╭─ 課題文

今から4-5年前から私は世の中の
あらゆるモノゴトに対して
飽和や食傷な感覚を強く抱いて
その喧騒やカオスとの距離を
遠ざけて心の豊かさやお洒落さの
彩りをシンプルに感じる時空を
恒常的に日々に存在するように
クリエイトしてゆける唯の人間に
なりたいなと感じて今まで来ました。
それだけ物欲やいろんな欲が
そうできるくらいには満たされたと
いうことなのかもしれません。

多分私はコンピュータ技術に関わり
仕事した時間が長かった人間ですから
何かを感じはじめた頃、もうすでに
その時の技術で人間の日常生活に
於ける不便性はほぼ解消されていると
納得した時だったのでしょうね。

今は手元に小さな筐体一つあれば
殆どが事足りてしまいますよね。
地球の裏側で生きる人々と姿を見て
話もできますし手紙もすぐ届く。
聴いてみようか観てみようかと
感じた音楽や映画が家の外に足を
運ばなくともマウスでクリックで
自分のパソコンに入っている。
選ぶのに困ったりイヤになるほど
商品やその宣伝に溢れている。
ストレス感じたり不満あれば
SNSだとか掲示板の書き込みで
見ず知らずの不特定多数へと
感情の毒を吐いちゃう人も居る。
ちょっと例にとっただけでもほぼ
何不自由ない人間の日常なわけです。

不便な状態ならば便利を求めて
人は創意工夫を重ねていきますが、
便利な状態ならば不便を補ってきた
人間本来が持つ何かを失ったり
足りないコトを思い知らされる、
今はそんな岐路にあるのかなぁと
私は日々感じて生きています。

そしてそれは創造性や革新性が
枯渇しはじめていることなんだと
知るのです色んな商品や作品から。
それでも、こんな便利で充足の
中に過ごしているにも関わらず
あれもこれもどうでしょうと
不便な時代の物的環境のまんまの
勢いでモノゴトを無理やりな
感じでも売り込もうとしてきます。
モノが満ち足りて不自由ない人。
利益や名声の為に無茶をする企業。
もはや無意味に近いシーソーゲームを
沢山起こすことで生き残ってゆく
理由を示すしかできなくなっている
満腹でデザートが入らない世界です。
そんな世界に何がそうしたの?、と
なると沢山企業自身の欲の業の
用意した結末なんじゃないでしょうか。

モノゴトが幾ら進歩したって
人類史が始まってから人間という
生物のメカニズムは殆どなんにも
進化していないんです。
ハイブリットカーのように
心臓が二つあって使い分けられる
進化をしてきたわけではないし
太陽光から血液が作れている
わけでもありません。
機械と同様のクオリティの
持続力や正確性もありません。
鳥や魚や野生動物のような
鋭い身体能力や反射性が
進化したわけでもありません。
モノゴトに対面して扱う上では
人間はデジタリアンですけれど
人間自体はアナロギストなんです。

╰─
╭─ 対象データ

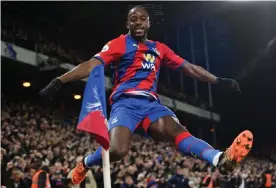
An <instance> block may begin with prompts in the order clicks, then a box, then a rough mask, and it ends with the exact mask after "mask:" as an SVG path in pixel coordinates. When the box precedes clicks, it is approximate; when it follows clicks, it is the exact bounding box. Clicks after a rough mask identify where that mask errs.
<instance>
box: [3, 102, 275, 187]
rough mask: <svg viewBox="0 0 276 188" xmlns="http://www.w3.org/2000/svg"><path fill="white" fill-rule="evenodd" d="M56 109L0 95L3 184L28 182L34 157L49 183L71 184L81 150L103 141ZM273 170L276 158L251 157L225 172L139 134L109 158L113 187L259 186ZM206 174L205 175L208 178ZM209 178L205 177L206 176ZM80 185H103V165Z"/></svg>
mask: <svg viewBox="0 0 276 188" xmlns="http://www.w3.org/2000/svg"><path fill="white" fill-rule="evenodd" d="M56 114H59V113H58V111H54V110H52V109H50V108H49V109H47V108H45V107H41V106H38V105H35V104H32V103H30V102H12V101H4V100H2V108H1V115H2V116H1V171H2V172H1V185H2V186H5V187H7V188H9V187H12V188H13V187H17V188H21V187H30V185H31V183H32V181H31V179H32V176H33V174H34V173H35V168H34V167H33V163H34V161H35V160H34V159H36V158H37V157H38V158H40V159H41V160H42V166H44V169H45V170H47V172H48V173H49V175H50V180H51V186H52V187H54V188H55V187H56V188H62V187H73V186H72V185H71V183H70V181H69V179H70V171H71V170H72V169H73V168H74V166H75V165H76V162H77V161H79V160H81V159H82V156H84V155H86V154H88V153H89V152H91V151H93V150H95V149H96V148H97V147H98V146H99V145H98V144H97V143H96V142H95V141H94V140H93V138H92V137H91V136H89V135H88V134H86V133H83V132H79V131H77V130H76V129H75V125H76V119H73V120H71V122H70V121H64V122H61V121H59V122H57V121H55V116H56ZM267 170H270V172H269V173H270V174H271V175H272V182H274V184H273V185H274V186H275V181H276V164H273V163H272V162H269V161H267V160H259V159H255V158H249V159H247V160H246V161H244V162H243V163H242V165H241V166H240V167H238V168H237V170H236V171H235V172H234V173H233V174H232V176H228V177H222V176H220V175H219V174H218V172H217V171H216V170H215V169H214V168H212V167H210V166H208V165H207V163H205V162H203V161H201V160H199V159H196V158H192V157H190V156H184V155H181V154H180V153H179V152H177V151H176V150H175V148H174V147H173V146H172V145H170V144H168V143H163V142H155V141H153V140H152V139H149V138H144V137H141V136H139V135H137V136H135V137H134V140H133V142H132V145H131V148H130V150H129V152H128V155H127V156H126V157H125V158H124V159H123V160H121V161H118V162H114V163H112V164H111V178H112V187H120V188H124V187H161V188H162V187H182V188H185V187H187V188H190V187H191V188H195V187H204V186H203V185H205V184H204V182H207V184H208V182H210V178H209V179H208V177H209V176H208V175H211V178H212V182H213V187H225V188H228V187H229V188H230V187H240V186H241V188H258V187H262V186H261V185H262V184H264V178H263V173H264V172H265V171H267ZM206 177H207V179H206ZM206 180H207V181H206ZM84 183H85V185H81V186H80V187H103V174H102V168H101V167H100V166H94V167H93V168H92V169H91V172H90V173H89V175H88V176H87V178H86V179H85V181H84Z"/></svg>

╰─
╭─ 対象データ

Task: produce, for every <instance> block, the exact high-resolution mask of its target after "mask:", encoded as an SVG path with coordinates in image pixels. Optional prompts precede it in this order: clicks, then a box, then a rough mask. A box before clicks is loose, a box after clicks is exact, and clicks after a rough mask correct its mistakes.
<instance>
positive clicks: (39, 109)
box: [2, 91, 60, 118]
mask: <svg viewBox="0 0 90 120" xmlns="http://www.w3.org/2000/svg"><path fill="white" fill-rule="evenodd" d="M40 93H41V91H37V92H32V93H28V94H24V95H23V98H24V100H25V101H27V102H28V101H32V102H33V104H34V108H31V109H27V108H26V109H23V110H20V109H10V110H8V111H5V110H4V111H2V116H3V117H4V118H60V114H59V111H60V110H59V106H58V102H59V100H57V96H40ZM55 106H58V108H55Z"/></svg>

╰─
╭─ 対象データ

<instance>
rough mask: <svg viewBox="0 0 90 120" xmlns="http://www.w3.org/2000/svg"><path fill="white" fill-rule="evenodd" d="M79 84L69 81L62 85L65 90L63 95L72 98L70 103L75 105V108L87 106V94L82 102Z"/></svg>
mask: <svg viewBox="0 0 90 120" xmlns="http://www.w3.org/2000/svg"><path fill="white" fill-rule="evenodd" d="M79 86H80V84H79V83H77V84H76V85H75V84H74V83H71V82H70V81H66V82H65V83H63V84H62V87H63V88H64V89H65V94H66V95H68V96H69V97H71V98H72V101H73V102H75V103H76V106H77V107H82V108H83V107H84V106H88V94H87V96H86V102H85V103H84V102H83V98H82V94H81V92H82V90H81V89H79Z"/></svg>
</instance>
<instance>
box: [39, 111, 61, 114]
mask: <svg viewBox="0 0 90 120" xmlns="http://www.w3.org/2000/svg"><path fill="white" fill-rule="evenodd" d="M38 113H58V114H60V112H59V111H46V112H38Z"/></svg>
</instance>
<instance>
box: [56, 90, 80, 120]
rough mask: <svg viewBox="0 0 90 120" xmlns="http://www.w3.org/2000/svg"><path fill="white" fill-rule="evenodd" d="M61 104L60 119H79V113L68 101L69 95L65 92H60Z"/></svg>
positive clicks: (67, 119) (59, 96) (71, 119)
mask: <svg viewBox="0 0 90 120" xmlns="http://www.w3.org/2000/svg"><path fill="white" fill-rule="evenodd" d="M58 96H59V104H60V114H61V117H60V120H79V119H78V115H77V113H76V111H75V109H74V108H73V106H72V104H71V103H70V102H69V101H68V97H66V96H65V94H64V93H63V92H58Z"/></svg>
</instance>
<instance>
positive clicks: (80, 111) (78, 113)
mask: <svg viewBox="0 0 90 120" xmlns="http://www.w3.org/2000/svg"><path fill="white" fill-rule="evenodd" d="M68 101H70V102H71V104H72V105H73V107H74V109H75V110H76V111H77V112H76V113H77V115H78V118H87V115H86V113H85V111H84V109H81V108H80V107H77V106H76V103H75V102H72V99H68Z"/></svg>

╰─

▶ _設問_
[1] 課題文で、人間がそのように進化したわけではないと述べられている能力や性質を、すべて挙げなさい。
[2] 課題文の最後で、筆者は人間自体を何だと言っているか。

▶ _解答一覧_
[1]
・ハイブリットカーのように心臓が二つあって使い分けられること
・太陽光から血液が作れること
・機械と同様のクオリティの持続力や正確性
・鳥や魚や野生動物のような鋭い身体能力や反射性

[2] アナロギスト